What the task asks |
Transcribe all the entries word for word, omitting any pictures they contain.
┄┄┄┄┄┄┄┄┄┄
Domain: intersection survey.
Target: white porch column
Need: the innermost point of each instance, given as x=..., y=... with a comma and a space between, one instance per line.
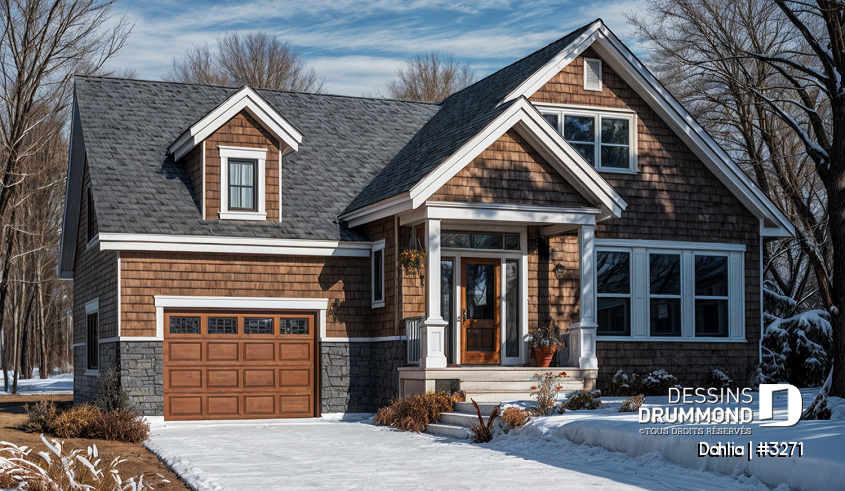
x=582, y=338
x=433, y=327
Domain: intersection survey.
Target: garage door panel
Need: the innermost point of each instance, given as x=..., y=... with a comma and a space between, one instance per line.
x=184, y=378
x=220, y=378
x=259, y=378
x=222, y=351
x=185, y=351
x=259, y=351
x=240, y=368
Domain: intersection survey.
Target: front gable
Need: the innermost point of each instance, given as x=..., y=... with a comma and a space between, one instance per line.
x=511, y=171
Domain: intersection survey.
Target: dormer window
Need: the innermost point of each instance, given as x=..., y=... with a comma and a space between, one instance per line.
x=242, y=183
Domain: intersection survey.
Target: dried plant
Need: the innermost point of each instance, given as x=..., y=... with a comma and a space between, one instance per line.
x=482, y=430
x=416, y=412
x=76, y=471
x=584, y=399
x=514, y=417
x=546, y=390
x=632, y=405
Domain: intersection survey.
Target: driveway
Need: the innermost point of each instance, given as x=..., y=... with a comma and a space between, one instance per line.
x=341, y=455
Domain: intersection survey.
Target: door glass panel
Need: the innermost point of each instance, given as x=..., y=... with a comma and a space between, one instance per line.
x=512, y=309
x=480, y=291
x=447, y=302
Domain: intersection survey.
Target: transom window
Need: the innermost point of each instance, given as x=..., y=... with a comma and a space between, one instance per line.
x=242, y=185
x=687, y=293
x=605, y=140
x=470, y=240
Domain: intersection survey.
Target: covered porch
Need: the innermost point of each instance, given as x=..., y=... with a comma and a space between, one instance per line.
x=490, y=273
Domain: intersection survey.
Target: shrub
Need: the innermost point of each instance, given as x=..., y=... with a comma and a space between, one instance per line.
x=112, y=396
x=546, y=390
x=74, y=422
x=120, y=425
x=632, y=405
x=514, y=417
x=41, y=417
x=416, y=412
x=76, y=471
x=584, y=399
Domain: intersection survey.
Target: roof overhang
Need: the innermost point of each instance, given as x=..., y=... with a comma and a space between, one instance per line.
x=246, y=99
x=639, y=78
x=530, y=124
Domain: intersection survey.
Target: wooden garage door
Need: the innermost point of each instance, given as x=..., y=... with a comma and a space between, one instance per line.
x=236, y=365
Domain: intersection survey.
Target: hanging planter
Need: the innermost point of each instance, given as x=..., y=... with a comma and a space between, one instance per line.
x=412, y=261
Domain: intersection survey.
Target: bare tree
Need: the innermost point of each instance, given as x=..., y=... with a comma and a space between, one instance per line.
x=258, y=59
x=772, y=73
x=430, y=77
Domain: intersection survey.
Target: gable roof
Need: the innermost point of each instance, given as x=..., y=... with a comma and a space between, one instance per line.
x=139, y=188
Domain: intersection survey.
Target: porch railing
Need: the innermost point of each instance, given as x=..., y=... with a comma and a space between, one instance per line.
x=412, y=331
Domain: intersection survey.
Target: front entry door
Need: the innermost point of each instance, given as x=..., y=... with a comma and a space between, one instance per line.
x=480, y=319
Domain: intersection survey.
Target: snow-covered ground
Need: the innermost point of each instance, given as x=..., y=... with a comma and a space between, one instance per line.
x=319, y=454
x=822, y=467
x=56, y=384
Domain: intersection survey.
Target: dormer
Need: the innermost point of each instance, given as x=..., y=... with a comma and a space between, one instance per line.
x=234, y=157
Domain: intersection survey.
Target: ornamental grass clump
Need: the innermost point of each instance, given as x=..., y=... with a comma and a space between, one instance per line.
x=414, y=413
x=76, y=471
x=546, y=390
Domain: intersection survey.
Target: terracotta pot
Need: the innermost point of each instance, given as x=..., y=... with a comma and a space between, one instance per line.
x=544, y=355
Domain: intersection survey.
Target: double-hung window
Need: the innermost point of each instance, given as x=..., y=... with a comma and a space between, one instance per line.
x=606, y=139
x=665, y=290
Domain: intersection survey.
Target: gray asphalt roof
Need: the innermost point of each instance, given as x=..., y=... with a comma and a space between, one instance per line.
x=128, y=124
x=463, y=115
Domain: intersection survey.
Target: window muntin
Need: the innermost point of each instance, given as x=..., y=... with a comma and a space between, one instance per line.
x=664, y=294
x=711, y=296
x=92, y=345
x=613, y=293
x=604, y=140
x=480, y=240
x=243, y=177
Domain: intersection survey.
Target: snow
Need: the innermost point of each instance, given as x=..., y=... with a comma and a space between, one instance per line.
x=55, y=384
x=321, y=454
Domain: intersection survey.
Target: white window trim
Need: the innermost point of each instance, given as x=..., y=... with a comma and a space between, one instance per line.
x=597, y=113
x=640, y=288
x=601, y=77
x=377, y=246
x=92, y=307
x=257, y=154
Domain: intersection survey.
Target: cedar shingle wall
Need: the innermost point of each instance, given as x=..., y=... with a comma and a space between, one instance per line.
x=510, y=160
x=344, y=281
x=241, y=131
x=672, y=197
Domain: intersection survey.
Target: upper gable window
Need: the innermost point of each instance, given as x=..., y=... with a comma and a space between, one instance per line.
x=242, y=183
x=606, y=139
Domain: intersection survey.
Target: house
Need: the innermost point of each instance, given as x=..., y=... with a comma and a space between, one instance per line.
x=235, y=252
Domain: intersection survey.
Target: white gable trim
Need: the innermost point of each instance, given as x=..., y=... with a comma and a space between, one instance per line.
x=247, y=100
x=635, y=74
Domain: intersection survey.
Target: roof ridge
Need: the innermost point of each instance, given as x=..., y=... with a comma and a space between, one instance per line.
x=236, y=88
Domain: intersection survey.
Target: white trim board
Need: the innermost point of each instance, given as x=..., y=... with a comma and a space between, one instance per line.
x=614, y=53
x=232, y=245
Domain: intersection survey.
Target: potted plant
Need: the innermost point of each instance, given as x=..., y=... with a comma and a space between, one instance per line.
x=545, y=341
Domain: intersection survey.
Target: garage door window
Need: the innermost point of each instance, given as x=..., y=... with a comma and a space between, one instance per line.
x=222, y=325
x=258, y=325
x=294, y=326
x=184, y=325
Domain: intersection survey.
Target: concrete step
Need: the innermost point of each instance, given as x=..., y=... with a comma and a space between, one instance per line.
x=523, y=385
x=452, y=431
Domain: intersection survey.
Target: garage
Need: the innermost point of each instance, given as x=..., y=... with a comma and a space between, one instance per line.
x=239, y=364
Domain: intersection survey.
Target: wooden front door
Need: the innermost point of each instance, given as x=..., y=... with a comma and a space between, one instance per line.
x=480, y=319
x=234, y=365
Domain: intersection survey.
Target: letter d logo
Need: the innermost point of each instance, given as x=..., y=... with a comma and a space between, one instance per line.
x=794, y=405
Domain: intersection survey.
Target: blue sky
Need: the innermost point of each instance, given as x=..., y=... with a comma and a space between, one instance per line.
x=357, y=45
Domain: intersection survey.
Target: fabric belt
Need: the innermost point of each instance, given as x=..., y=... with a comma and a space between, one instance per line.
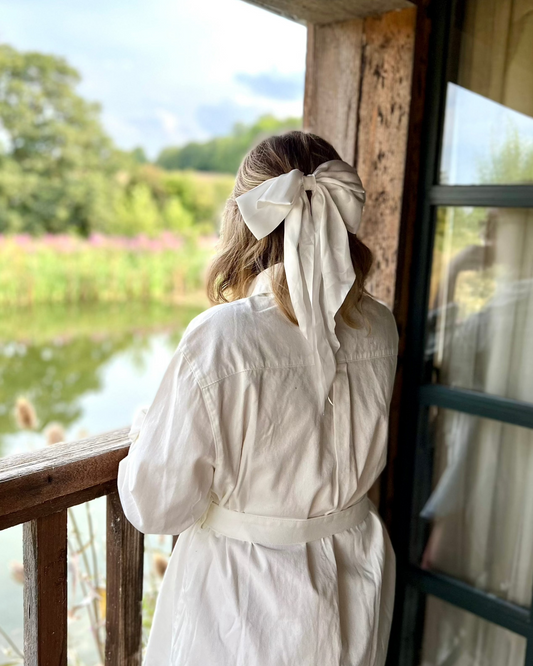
x=273, y=530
┄┄┄┄┄┄┄┄┄┄
The answer |
Domain: intersection survey.
Target: white porch column
Need: the innermost point of each instance, given as x=..., y=... with a comma and a space between, one instance per line.
x=582, y=338
x=433, y=327
Domain: intersection survey.
Target: garage door panel
Need: the innermost point of each instance, given as x=..., y=... with a comma and a space between, one instance per line.
x=184, y=378
x=220, y=378
x=259, y=378
x=222, y=351
x=185, y=351
x=259, y=351
x=240, y=368
Domain: intersection survey.
Target: front gable
Need: the innermost point of each instance, given as x=..., y=... with a comma and a space between, one instance per line.
x=511, y=171
Domain: intersection survey.
Target: dormer window
Need: the innermost point of each instance, given as x=..., y=... with a comma and a space between, one instance per line.
x=242, y=183
Domain: intersection survey.
Target: dried plant
Need: the innermost point of each instance, given as x=..., y=... with a comma and a space between, one instance per line.
x=482, y=430
x=416, y=412
x=76, y=471
x=584, y=399
x=514, y=417
x=546, y=390
x=632, y=405
Domain: intersection survey.
Target: driveway
Need: the innermost point of each instance, given as x=..., y=... with a comma and a space between, one instance per line.
x=341, y=455
Domain: intersection survey.
Target: door glass panel
Need: the innermost point of each instance, given as x=..., y=... with a comma and a space between, one instance per line.
x=512, y=309
x=480, y=291
x=447, y=302
Domain: intersection survey.
Target: transom window
Need: the innermost point of each instance, given as x=..., y=... with a comma and a space between, one instance per line.
x=242, y=185
x=687, y=293
x=605, y=140
x=470, y=240
Domain: intersection survey.
Target: covered porch
Need: the innermost point of each instance, given as x=..., y=... with a comma and a space between, one instance per line.
x=490, y=273
Domain: intersection survey.
Target: shrub
Need: the innermost point of each instance, given as x=..., y=... with a comma and a space between, one instance per line.
x=112, y=396
x=546, y=390
x=74, y=422
x=120, y=425
x=632, y=405
x=514, y=417
x=41, y=417
x=416, y=412
x=76, y=471
x=584, y=399
Domain: intersection survey.
Target: roof overhang
Need: the innermost point of each instance, given as x=..., y=... with a comma and a space between, one instance per line.
x=246, y=99
x=639, y=78
x=530, y=124
Domain: intersection survey.
Target: wooden garage door
Need: the innermost point of each instance, given as x=..., y=... with a comma and a space between, one instance per line.
x=236, y=365
Domain: intersection survey.
Target: hanging planter
Need: the innermost point of each instance, given as x=..., y=... with a comma and a space between, one instance per line.
x=412, y=261
Domain: intersection survey.
Target: bare tree
Need: the innermost point of each instance, given as x=..., y=... with a comma and a space between, one instance per line.
x=258, y=59
x=772, y=73
x=430, y=77
Domain: intersection survey.
Target: gable roof
Need: the innermost point of each instance, given as x=..., y=... with a comma and a space between, one instance per line.
x=139, y=188
Domain: intersection survey.
Target: porch railing
Need: the innermost point of each instance, given as x=..., y=... with a comma and a space between, one instance per line.
x=412, y=331
Domain: intersection survey.
Target: front entry door
Need: the innermost point of each instance, given as x=..., y=... with a comma and a space between, one instance per line.
x=480, y=319
Domain: intersection survey.
Target: snow-covered ground
Need: the innermost point of each instance, given as x=..., y=... with a comma and a space between, one instance per line.
x=319, y=454
x=822, y=467
x=56, y=384
Domain: intersection survey.
Target: dormer
Need: the innermost point of each instance, given as x=..., y=... with a comma and a space between, one instance per line.
x=234, y=157
Domain: intersection survey.
Target: ornamental grass clump
Need: the innermost point of each instance, given as x=..., y=... with a comma and a space between, one instance per line.
x=414, y=413
x=76, y=471
x=546, y=390
Domain: intersection survey.
Target: terracotta pot
Need: the innermost point of each instance, given as x=..., y=... with a comma and a space between, one instance per line.
x=544, y=355
Domain: intersection survey.
Target: double-hung window
Need: the innermost point of each instance, given as x=..., y=... with a comma and a space between, one instance per line.
x=606, y=139
x=665, y=290
Domain: intersection survey.
Target: gray asphalt roof
Need: the innermost point of each instance, given as x=..., y=... with a comma and a space between, one instance per line.
x=128, y=124
x=463, y=115
Domain: intersection survey.
Target: window muntin
Need: the innermost point of each instance, given as x=..., y=... with a comma and a space between, one instance per line.
x=664, y=294
x=711, y=296
x=92, y=345
x=613, y=293
x=604, y=140
x=480, y=240
x=243, y=177
Domain: intersection survey.
Target: snow
Need: the innermost point of each instance, given as x=..., y=... with a comma and a space between, one instance per line.
x=55, y=384
x=321, y=454
Domain: intersection survey.
Target: white window trim
Need: the innermost point of each instance, given as x=..., y=... with a comma and a space between, one instance per line.
x=597, y=113
x=640, y=288
x=601, y=77
x=377, y=246
x=92, y=307
x=257, y=154
Domain: intersection survey.
Target: cedar shingle wall
Need: the innermost point of each instance, given as x=..., y=... with a comma and a space between, one instance per line.
x=510, y=160
x=344, y=281
x=241, y=131
x=672, y=197
Domain: intersection survey.
Target: upper gable window
Need: the innermost point of each instance, given as x=..., y=... with a comma and a space between, one instance per line.
x=242, y=183
x=606, y=139
Domain: intersection survey.
Target: house
Need: the innermost point of each instance, given as x=..., y=... with a comma and a space between, one instance per line.
x=235, y=252
Domain: intersection survey.
Target: white gable trim
Need: the innermost point of each instance, given as x=..., y=... with a comma and a space between, one instance per line.
x=247, y=100
x=635, y=74
Domain: intersection survey.
Target: roof ridge
Need: the innermost point of each instance, given as x=..., y=... with a comma and a space between, one instance per line.
x=236, y=88
Domain: intersection survey.
Target: white trim board
Need: the innermost point of each instance, given as x=..., y=... with a comma and a space between, one instance per line.
x=614, y=53
x=232, y=245
Domain: intersection survey.
Target: potted plant
Need: the innermost point of each instance, given as x=..., y=... with a comma and a space between, one instance per line.
x=545, y=341
Domain: intersection survey.
Target: garage door window
Need: the innermost point of each instance, given as x=..., y=... with a comma and a space between, one instance per line.
x=222, y=325
x=258, y=325
x=294, y=326
x=184, y=325
Domain: intersection survey.
Target: concrete step
Need: the innermost point of each instance, given as x=..., y=... with a comma and a space between, one instance per line.
x=523, y=385
x=452, y=431
Domain: intersection survey.
Target: garage
Need: the innermost point of each instance, given as x=..., y=... with a comma and a space between, one instance per line.
x=239, y=364
Domain: intersection survey.
Target: wooden front door
Need: the innermost point of each instance, given as x=..., y=... with a comma and a space between, one instance per line.
x=480, y=319
x=234, y=365
Domain: intersection survey.
Target: letter d logo
Need: the innermost point of each instance, given as x=..., y=... with a comma and a space between, one instance per line.
x=794, y=405
Domain: intersection survey.
Target: blue sky
Need: the innermost point of each instance, given as x=..., y=... with a comma and a space between, one instance per line.
x=357, y=45
Domain: intersection survey.
Target: fabric belt
Need: the innermost point of each instance, given as x=..., y=... with a comma and a space between, one instance per line.
x=273, y=530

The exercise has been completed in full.